Begin Extract
Hans Bender (1907–1991) was for four decades the public face of serious German-language parapsychology. In 1950 he founded in his home town of Freiburg im Breisgau the Institute for Border Areas of Psychology and Mental Hygiene (IGPP); in 1954 he was appointed at the Albert Ludwig University Freiburg to the only chair for "Border Areas of Psychology" that has ever existed at a German university. He corresponded with C. G. Jung and Wolfgang Pauli, brought the Dutch clairvoyant Gerard Croiset to Germany several times, led the investigation of the famous Rosenheim poltergeist case 1967/68, and shaped through books, lectures and television appearances the image of what counts as "serious parapsychology" in the German-speaking world. The IGPP exists to this day.
Who was Hans Bender?
Bender was born in 1907 in Freiburg im Breisgau, the son of an old Baden family. He studied philosophy, psychology and Romance languages in Freiburg, Tübingen, Berlin and Paris – the last station is important because there he came into contact with the French school of dynamic psychology and the circle around the Parisian parapsychologist Eugène Osty. In 1933 he took his doctorate under Erich Rothacker in Bonn. His habilitation was completed in 1944 in Bonn (initially in 1941 at the then German-run University of Strasbourg) – an academic career under conditions that later German history of science has critically reappraised and that the IGPP under Eberhard Bauer has documented openly.
End Extract
**Set problem A**
Name every city where the text on Hans Bender says he studied.
**Set problem B**
Carry the text on Hans Bender forward from its last sentence.
Begin Provided data
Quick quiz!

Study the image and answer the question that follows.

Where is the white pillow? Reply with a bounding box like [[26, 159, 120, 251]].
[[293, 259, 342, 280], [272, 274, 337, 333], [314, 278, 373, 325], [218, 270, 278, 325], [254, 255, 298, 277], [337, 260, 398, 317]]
End Provided data
**Reply A**
Freiburg, Tübingen, Berlin, Paris

**Reply B**
After the war Bender returned to Freiburg, where he taught from 1948 first as a private lecturer, from 1950 with his own institute, from 1954 as a full professor. His Freiburg Sunday lectures became over the decades an academic institution; the lecture hall was regularly full, students from other faculties came for the subject matter.
The 1950 founding of the IGPP
Even before his appointment to a regular chair, Bender founded in 1950 in Freiburg the Institute for Border Areas of Psychology and Mental Hygiene as a private research institution. The name was a programme: Border Areas of Psychology, because Bender expressly wanted to distance himself from the word "parapsychology" with its German-language Spiritualist connotations; mental hygiene, because his concern was the psychological coping with unusual experiences, not their metaphysical interpretation.
The IGPP worked from the start in three branches: experimental investigations, documentary collection of spontaneous reports (the famous "Spontaneous Phenomena Archive"), and psychological counselling of people who could not cope with unusual experiences. This last function – professional, free-of-charge counselling – has remained one of its core tasks to this day.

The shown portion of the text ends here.